__READING PASSAGE__
_ _ _ _

A depth map is a heatmap of a picture, which indicates the distance relative to the camera. It contains fundamental 3D information about a picture. In theory a significant portion of a 3D object could be reconstructed just from a picture with a corresponding depth map.
A depth map is typically used for 3D-rendering. There is always a hidden depth channel used for computation purposes. It is required to track what should be drawn. Indeed, when a new object is drawn, for each pixel the depth is compared to the depth on the depth map. Closer pixels are drawn and the depth map is updated. If the pixel is further away, then it is ignored.
There is no universal convention for depth map. For openGL and 3D rendering, the typical convention is 0 (black) meaning close to the camera and 1 (white) meaning far from the camera. However, it can be turned around, and the video game Quake (1996) used both conventions depending on the parity of the frame.
There is also no convention for unit or scale. A depth of 0.5 might mean 1 cm for a picture or 1 km for another. The scale might also not be linear. Only for 3D computation the depth order matters, the scale or unit does not. However for reconstruction it might be required.
MiDaS - depth map from a picture
MiDaS is an AI that computes the depth map of a given picture. Our goal in this post is to give a short explanation of the construction of MiDaS.
In order to train such a model, a huge dataset with a lot of variety is required. There are not that many datasets. Although some have a lot of pictures, there is often a lack of variety. Various datasets use different way to annotate (LiDAR, hand-annotation, RGB-D camera, stereo camera. Scales are inconsistent, and there is not always a clear way to convert. One of the key ideas of MiDaS is to fuse several datasets and correct the problem with an appropriate loss function.

_ _ _ _

__OBJECTIVES__
1. List every way of annotating datasets that the depth map text names.
2. Rewrite the entries below, swapping "instance" for "occurrence" wherever it appears and changing nothing else.

_ _ _ _

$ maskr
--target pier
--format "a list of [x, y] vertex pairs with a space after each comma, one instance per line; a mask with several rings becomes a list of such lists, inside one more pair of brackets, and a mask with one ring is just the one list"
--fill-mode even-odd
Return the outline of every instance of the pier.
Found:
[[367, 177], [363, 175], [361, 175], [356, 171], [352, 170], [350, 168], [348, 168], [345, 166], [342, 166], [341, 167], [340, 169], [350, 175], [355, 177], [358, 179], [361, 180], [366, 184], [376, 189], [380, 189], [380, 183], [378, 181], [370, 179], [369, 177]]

_ _ _ _

__SOLUTION LIST__
1. LiDAR, hand-annotation, RGB-D camera, stereo camera

2.
$ maskr
--target pier
--format "a list of [x, y] vertex pairs with a space after each comma, one occurrence per line; a mask with several rings becomes a list of such lists, inside one more pair of brackets, and a mask with one ring is just the one list"
--fill-mode even-odd
Return the outline of every occurrence of the pier.
Found:
[[367, 177], [363, 175], [361, 175], [356, 171], [352, 170], [350, 168], [348, 168], [345, 166], [342, 166], [341, 167], [340, 169], [350, 175], [355, 177], [358, 179], [361, 180], [366, 184], [376, 189], [380, 189], [380, 183], [378, 181], [370, 179], [369, 177]]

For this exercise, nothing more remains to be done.